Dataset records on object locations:
++++++
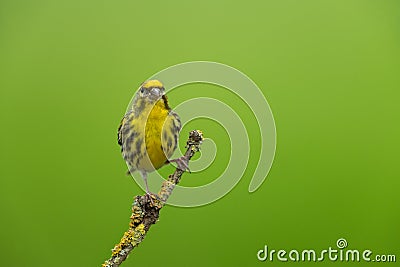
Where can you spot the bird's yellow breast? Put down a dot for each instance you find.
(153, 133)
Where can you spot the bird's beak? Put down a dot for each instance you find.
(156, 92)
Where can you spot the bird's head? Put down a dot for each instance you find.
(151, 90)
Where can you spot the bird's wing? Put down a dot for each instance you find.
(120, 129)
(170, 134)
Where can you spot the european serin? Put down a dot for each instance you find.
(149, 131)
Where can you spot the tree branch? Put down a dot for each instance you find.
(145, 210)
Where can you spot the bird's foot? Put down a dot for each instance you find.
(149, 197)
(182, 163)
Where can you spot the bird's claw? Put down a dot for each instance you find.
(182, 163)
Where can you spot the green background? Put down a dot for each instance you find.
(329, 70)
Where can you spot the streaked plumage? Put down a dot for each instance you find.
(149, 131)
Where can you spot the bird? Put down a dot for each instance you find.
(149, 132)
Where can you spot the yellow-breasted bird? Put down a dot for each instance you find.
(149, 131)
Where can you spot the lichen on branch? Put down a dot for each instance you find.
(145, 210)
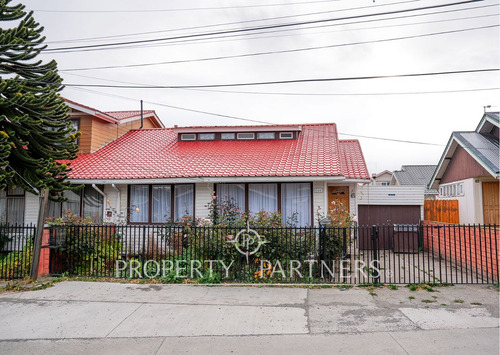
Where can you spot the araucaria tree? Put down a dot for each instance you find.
++++++
#### WHAT YOU NEED TO DO
Turn all of the data above into a numbered list with one line per item. Skip blank lines and leave out the pictures.

#### FINAL RESULT
1. Where can you spot the bird's yellow breast? Put down a dot for each instance you find.
2. (153, 133)
3. Where can you spot the bird's beak? Put down a dot for each instance you find.
4. (156, 92)
5. Where can you spot the bird's head? Put down a dot for each instance you find.
6. (151, 90)
7. Where can you spot the bird's wing? Put down a dot for each instance you find.
8. (120, 129)
9. (170, 134)
10. Where can you spot the european serin? Put down a dot for each instance you find.
11. (149, 131)
12. Where can you spot the tree branch? Put down a dot for each instance you find.
13. (145, 210)
14. Where can you spot the bird's foot? Put down a dot for each instance you find.
15. (149, 197)
16. (182, 163)
17. Where can you spot the bird's claw? Put down a dot for each instance you find.
18. (182, 163)
19. Where can you spot the green background? Put down a dot for each instance you find.
20. (329, 70)
21. Where can you spot the streaked plumage? Put down a dot for each instance you find.
22. (149, 131)
23. Where can you spot the bird? Put down a dot for each instance you find.
24. (149, 132)
25. Where can you spot the yellow-breasted bird? Put down a dot for each instance you find.
26. (149, 131)
27. Where can you spot the lichen on branch? Put down a dot for each instance you find.
28. (145, 210)
29. Where can you spot the araucaria tree? Put down a dot for each instance you find.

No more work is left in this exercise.